What you need to do - Please rewrite everything from the start of the listing down to the line containing "xmin=492 ymin=182 xmax=625 ymax=547", changing "bounding box" to "detection box" and leaving the rest unchanged.

Records held in a dataset

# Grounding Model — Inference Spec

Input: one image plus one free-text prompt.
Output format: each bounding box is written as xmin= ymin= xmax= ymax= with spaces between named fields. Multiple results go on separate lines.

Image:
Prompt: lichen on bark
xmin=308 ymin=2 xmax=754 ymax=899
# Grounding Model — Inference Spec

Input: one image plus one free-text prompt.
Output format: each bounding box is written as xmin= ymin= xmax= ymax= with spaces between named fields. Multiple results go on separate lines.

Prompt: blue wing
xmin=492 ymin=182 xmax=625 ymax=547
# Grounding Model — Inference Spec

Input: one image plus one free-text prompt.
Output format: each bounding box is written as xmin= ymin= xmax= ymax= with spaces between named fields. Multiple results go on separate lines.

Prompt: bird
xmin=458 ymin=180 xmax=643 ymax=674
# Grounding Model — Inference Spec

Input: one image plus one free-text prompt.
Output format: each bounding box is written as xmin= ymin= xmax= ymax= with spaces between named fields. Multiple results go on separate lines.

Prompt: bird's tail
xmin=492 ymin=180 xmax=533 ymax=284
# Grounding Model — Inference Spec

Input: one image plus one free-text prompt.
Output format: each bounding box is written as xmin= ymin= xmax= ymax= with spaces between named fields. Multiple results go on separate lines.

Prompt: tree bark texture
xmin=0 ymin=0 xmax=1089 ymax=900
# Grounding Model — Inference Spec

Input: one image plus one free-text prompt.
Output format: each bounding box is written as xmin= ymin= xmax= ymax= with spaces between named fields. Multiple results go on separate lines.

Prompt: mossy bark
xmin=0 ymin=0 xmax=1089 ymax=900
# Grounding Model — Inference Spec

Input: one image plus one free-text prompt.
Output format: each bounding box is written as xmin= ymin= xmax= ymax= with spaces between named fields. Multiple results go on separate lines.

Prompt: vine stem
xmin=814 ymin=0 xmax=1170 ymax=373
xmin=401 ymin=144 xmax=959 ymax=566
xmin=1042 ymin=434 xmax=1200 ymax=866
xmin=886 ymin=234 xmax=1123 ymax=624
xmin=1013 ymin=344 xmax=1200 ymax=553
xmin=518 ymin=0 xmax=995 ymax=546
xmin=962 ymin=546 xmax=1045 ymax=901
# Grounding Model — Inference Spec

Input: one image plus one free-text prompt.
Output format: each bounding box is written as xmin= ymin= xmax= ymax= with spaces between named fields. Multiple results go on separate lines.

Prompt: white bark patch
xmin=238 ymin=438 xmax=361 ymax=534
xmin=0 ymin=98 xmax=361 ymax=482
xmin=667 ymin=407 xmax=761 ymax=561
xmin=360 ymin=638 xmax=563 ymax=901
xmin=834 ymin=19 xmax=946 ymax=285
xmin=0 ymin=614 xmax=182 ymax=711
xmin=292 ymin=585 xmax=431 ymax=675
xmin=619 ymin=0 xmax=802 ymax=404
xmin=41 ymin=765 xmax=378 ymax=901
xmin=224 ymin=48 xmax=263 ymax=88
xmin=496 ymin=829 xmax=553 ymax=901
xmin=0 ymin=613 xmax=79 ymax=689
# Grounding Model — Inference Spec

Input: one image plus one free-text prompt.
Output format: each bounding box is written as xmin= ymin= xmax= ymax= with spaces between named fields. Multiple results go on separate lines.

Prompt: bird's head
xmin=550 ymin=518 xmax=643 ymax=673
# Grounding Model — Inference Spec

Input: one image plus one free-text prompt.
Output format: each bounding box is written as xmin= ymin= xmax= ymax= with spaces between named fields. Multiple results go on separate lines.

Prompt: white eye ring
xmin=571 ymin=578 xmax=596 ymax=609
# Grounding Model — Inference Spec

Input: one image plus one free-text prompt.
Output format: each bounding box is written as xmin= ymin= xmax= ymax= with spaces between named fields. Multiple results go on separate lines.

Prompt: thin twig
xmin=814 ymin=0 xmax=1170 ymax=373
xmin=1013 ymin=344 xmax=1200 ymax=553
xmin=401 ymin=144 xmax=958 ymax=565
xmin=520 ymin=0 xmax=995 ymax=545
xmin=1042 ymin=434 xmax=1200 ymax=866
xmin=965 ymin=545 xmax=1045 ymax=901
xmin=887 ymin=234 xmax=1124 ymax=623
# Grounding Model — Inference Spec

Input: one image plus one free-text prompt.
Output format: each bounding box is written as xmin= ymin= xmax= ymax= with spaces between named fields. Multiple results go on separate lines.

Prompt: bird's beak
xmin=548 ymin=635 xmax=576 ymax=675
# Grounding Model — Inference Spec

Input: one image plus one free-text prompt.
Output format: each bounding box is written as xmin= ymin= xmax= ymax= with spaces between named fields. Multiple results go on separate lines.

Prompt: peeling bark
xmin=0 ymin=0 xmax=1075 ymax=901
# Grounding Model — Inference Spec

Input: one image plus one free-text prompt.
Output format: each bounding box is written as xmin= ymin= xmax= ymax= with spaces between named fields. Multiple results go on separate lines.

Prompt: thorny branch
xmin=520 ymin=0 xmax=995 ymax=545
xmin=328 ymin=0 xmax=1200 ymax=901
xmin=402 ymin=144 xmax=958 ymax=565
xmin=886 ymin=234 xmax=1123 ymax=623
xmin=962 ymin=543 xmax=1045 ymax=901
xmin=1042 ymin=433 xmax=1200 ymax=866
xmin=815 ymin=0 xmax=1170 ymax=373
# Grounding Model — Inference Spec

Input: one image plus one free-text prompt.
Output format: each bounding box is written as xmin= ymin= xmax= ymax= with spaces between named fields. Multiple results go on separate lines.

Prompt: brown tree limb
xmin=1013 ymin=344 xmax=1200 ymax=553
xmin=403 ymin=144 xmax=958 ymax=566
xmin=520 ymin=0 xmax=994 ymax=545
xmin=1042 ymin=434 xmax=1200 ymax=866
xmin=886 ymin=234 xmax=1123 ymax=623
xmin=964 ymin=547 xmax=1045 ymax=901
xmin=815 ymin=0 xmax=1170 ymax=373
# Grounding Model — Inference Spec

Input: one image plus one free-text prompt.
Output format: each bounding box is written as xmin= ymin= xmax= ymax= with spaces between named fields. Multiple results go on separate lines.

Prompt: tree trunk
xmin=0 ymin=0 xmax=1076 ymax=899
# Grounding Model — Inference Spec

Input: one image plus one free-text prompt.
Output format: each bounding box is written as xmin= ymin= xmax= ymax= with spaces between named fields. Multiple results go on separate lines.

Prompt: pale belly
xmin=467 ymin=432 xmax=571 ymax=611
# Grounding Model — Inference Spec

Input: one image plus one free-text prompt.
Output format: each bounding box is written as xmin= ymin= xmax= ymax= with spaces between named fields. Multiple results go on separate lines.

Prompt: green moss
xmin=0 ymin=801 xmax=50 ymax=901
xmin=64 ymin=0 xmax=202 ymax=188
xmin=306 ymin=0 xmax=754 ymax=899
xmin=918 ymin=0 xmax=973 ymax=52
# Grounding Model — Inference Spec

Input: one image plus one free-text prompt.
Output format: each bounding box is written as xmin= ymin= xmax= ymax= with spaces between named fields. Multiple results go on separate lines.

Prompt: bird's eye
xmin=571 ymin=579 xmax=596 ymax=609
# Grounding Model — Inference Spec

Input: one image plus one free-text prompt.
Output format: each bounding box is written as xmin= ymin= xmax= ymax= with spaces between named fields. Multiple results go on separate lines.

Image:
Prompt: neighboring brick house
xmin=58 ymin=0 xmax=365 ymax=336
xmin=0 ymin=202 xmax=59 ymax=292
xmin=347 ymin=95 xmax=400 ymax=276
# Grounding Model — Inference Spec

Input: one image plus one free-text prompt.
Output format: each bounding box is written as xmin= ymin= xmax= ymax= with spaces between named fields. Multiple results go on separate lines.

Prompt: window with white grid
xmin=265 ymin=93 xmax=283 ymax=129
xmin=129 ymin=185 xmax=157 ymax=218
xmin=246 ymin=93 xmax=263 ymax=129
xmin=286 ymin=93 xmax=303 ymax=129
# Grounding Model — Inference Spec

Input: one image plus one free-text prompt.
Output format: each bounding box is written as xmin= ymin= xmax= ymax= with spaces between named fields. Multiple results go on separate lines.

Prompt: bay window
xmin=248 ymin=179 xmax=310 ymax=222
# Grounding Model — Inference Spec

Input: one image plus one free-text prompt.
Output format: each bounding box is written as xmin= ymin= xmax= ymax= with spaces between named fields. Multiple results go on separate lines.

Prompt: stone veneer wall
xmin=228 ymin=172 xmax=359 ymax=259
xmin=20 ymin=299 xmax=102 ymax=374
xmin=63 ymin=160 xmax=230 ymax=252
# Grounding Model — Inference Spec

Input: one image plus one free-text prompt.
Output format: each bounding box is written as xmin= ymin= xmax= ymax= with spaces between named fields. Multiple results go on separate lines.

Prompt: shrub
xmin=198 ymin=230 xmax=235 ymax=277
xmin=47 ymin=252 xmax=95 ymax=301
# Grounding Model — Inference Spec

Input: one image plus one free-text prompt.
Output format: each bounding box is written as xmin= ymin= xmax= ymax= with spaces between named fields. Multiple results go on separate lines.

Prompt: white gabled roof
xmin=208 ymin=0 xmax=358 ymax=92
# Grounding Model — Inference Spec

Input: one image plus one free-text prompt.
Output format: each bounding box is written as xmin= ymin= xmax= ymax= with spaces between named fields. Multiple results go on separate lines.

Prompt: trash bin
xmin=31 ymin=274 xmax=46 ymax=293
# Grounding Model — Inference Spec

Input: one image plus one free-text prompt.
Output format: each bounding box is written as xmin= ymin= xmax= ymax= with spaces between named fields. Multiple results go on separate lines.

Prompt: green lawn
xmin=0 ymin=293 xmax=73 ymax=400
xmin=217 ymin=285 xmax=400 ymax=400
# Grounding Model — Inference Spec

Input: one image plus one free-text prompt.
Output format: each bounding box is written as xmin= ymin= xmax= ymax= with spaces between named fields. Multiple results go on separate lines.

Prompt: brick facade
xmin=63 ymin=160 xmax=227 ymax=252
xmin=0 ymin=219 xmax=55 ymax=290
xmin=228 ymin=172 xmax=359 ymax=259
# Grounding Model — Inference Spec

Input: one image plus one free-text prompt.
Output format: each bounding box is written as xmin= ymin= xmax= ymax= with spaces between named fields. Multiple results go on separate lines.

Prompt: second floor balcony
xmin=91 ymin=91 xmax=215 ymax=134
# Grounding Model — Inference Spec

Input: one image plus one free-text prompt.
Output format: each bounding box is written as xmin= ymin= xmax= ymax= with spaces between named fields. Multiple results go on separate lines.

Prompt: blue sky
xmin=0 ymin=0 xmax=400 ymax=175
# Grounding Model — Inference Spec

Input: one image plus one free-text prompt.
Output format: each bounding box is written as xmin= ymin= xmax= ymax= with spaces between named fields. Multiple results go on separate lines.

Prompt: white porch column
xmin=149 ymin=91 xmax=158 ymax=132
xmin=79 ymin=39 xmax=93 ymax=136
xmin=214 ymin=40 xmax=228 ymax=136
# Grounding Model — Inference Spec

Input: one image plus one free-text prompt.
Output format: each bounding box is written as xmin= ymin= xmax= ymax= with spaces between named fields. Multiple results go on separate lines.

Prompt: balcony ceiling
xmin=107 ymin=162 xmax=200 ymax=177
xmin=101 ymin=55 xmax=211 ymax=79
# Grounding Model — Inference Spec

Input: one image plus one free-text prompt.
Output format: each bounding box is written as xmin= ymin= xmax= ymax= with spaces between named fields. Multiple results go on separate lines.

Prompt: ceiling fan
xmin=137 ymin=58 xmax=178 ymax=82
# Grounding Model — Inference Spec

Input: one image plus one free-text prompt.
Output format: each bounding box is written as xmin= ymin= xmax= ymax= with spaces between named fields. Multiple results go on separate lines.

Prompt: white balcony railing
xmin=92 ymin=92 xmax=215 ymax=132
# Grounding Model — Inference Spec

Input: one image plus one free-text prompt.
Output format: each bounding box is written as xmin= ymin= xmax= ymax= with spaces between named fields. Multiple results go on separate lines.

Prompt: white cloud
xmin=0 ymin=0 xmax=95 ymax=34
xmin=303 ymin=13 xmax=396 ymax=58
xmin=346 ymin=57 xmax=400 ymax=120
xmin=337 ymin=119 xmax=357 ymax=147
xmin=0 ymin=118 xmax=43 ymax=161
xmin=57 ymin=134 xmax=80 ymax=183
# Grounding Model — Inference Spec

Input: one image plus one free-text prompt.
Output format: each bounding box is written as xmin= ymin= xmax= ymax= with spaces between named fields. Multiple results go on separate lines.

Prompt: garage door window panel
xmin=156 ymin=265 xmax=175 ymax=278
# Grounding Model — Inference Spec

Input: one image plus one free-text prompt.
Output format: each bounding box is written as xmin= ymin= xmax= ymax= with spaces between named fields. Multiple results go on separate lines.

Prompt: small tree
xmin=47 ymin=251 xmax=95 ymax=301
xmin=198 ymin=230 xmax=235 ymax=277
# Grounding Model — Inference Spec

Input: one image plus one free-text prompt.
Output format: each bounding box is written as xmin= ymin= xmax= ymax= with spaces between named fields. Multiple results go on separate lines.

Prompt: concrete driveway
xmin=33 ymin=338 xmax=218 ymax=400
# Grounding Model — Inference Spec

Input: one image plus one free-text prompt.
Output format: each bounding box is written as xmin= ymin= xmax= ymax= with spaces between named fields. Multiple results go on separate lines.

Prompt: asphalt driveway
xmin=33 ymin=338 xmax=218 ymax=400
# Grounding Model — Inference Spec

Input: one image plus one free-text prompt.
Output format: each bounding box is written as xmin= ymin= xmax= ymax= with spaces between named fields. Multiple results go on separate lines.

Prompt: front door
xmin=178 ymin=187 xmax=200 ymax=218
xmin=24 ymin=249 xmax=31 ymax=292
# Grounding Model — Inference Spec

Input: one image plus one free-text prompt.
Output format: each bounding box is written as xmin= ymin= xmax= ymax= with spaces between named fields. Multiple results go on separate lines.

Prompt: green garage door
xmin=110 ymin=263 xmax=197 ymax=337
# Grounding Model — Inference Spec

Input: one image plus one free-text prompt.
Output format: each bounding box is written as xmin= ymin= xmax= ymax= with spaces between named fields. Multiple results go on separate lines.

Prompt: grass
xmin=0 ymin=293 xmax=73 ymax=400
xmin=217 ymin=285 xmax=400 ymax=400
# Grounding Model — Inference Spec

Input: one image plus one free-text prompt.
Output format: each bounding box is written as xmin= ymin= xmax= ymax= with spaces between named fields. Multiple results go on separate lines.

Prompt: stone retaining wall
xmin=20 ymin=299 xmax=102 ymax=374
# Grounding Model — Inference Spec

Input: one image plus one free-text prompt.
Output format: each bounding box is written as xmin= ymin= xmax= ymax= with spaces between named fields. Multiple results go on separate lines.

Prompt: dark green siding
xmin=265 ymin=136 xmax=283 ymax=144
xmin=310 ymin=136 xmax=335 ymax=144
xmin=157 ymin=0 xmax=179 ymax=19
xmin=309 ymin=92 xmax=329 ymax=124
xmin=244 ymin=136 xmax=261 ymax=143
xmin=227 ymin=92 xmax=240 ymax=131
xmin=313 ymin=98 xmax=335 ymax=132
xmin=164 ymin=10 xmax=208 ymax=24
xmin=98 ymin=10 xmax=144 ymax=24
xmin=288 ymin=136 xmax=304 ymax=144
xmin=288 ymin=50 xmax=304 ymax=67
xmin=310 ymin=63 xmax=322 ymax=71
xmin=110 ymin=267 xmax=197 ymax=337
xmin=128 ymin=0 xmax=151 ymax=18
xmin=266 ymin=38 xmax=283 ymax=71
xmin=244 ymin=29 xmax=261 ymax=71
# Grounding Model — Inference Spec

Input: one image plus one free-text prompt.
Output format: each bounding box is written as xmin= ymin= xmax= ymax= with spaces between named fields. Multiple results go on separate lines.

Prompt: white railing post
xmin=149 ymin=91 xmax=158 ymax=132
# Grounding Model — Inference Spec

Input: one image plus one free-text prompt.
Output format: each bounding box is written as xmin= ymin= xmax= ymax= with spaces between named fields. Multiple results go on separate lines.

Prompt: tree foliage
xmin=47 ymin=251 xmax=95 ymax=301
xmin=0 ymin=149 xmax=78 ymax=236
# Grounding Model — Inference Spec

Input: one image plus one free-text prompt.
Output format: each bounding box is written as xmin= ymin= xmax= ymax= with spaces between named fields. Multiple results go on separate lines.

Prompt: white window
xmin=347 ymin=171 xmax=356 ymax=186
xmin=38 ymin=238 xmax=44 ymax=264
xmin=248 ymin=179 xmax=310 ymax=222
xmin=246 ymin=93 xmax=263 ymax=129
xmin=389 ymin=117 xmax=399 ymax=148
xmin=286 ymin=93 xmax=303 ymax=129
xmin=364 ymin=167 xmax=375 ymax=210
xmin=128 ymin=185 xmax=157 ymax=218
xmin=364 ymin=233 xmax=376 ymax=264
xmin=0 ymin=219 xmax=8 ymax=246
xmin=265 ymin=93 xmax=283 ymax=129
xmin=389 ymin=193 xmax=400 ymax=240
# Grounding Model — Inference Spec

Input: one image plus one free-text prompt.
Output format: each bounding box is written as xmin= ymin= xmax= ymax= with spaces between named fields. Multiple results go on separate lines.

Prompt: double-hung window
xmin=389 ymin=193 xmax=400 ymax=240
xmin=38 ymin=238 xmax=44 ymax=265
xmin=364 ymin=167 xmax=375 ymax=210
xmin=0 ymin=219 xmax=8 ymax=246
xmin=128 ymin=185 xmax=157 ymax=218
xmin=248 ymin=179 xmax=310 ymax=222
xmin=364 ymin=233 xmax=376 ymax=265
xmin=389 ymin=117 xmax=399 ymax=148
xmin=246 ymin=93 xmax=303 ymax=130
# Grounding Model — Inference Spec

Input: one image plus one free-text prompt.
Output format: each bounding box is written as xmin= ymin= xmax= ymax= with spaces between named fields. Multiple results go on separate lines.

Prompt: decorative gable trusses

Response -
# Grounding Model — Inference Spec

Input: one image plus one free-text prompt.
Output format: each detection box is written as xmin= ymin= xmax= ymax= with spaces between named fields. Multiple results go on separate lines.

Image:
Prompt: lichen on bark
xmin=308 ymin=2 xmax=754 ymax=899
# Grounding Model — Inference Spec

Input: one image plus one free-text prompt.
Output format: each detection box is written as xmin= ymin= xmax= ymax= with spaces between named fields. Multiple results go on separate lines.

Prompt: blue wing
xmin=492 ymin=182 xmax=625 ymax=547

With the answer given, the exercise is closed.